* TEXTE DU DOCUMENT
L’internationale martiniquaise, également très active sur Instagram, Clara Kichenama (défenseure et milieu de terrain) nous parle de son vécu en sélection de Martinique et nous livre son sentiment sur le football féminin d’aujourd’hui.
Interview de Clara Kichenama :
Tu es la créatrice de « Foot Fanm_97x » sur Instagram. Un compte pour les amoureux du football féminin. En 2021, pourquoi avoir créé cette page Insta ?
“C’est parti d’une mission de service civique en Guadeloupe. C’était un projet de la mission locale qui permettait de faire un projet pour lutter contre les discriminations faites aux femmes. J’ai pensé à la création de cette page, Foot Fanm_97x, parce que j’estimais que dans le monde du football et notamment le football féminin, il y avait beaucoup d’injustice et beaucoup de discrimination en 2021-2022.”
Quelle est aujourd’hui ton ambition avec « Foot Fanm_97x » ?
“Je ne m’attendais pas à ce que ça prenne autant d’ampleur. J’ai eu beaucoup de retours à l’issue des interviews que j’ai pu réaliser. C’est à ce moment-là que j’ai compris que finalement c’était une création qui répondait à une demande. Donc, si j’ai l’opportunité de faire évoluer le football féminin au sein des Antilles, notamment en Guadeloupe et en Martinique, c’est tout ce que je souhaite. C’est vraiment de booster le mouvement.”
Rappelons que tu es une internationale martiniquaise. Tu as participé à la Gold Cup féminine en 2014. Quels sont tes souvenirs de cette compétition ?
“Ce sont des souvenirs qui sont marqués à vie ! À chaque fois que je vois un match de Concacaf, je repense à mon expérience. C’était vraiment enrichissant. J’étais jeune, j’avais 14 ans. Et, en étant avec une sélection seniors, franchement, il fallait gagner en maturité rapidement pour comprendre l’enjeu de la compétition. Ça m’a vraiment apporté que ça soit sur le plan footballistique, mais aussi sur le plan de la vie parce qu’on était confrontées au haut niveau et il fallait faire la différence absolument.”
Comment était la vie de groupe aux États-Unis, précisément à Kansas City, Bridgeview (près de Chicago) et à Washington DC ?
“C’était comme vivre un rêve ! Franchement, même jusqu’à maintenant j’ai les étoiles dans les yeux. Quand j’y repense, c’était le monde professionnel. Tout était carré. Le transport, les pelouses : synthétiques, herbe… C’était vraiment vivre un rêve professionnel et c’était une superbe expérience que je souhaite à tout le monde.”
Sportivement par contre c’était compliqué… 3 défaites face à la Jamaïque (6-0), le Mexique (10-0) et le Costa Rica (6-1)…
“Oui j’avoue que là… Nous on était de simples amatrices. Jouer face à des semi-pros ou professionnelles, c’est vrai qu’il n’y avait pas photo. On a pris des sacs de buts, ça c’est sûr. Mais en tout cas, je sais que quand on est retournées en Martinique, chacune des joueuses a pris l’expérience et on a évolué, que ce soit sur le plan de la mentalité et aussi footballistique : techniquement et physiquement, on a su faire la part des choses.”
Tu es même rentrée en jeu face à la Jamaïque, ça allait vite ?

* DONNÉES FOURNIES
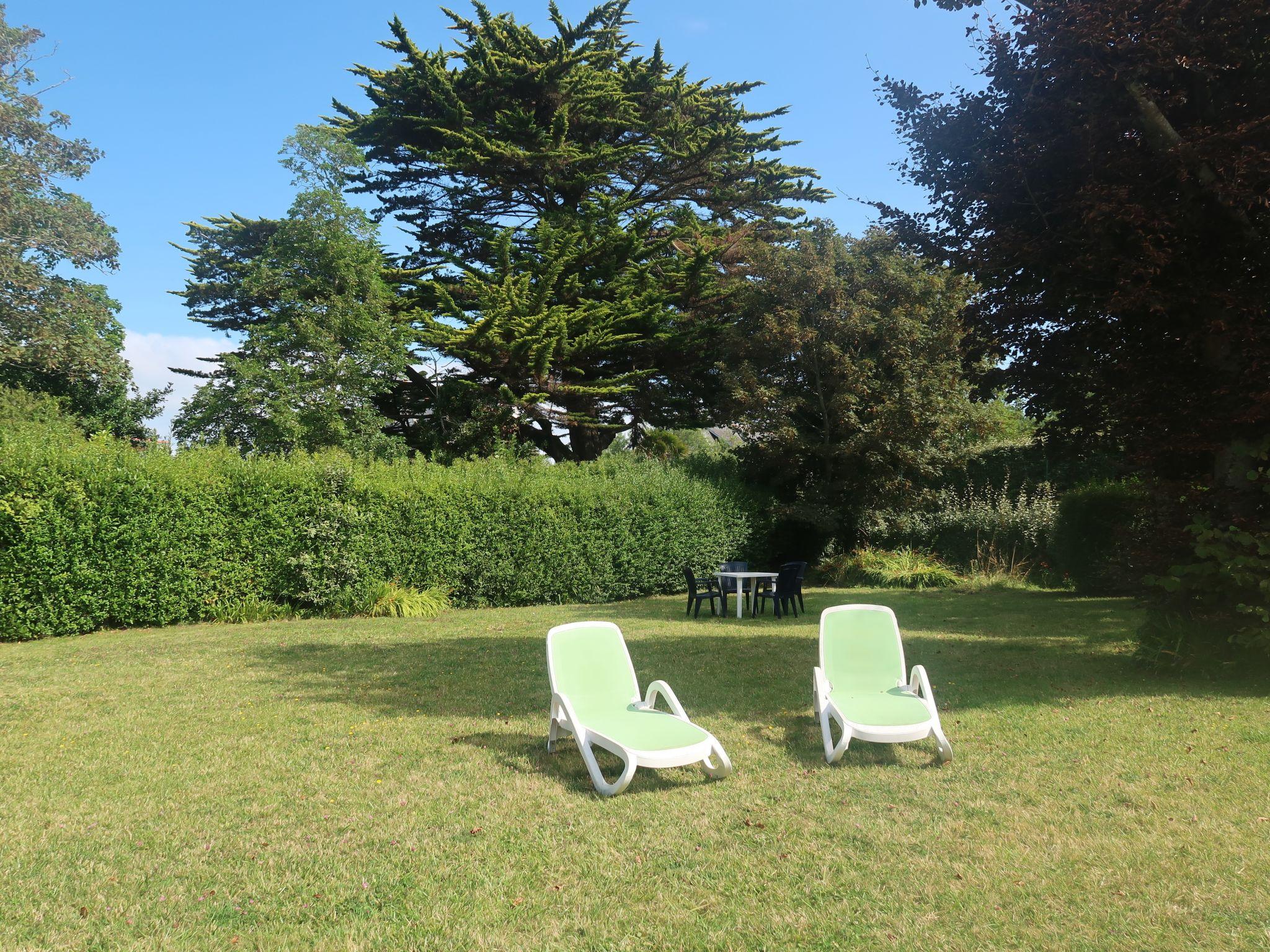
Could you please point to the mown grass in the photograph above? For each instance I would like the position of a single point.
(384, 785)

* TRAVAIL DEMANDÉ
a. D'après l'interview de Clara Kichenama, quel âge avait-elle lors de la Gold Cup féminine de 2014 ?
b. Traduisez en anglais cette phrase de l'interview de Clara Kichenama : « Je ne m’attendais pas à ce que ça prenne autant d’ampleur. »

* RÉPONSES
a. Elle avait 14 ans.

b. I did not expect it to grow so much.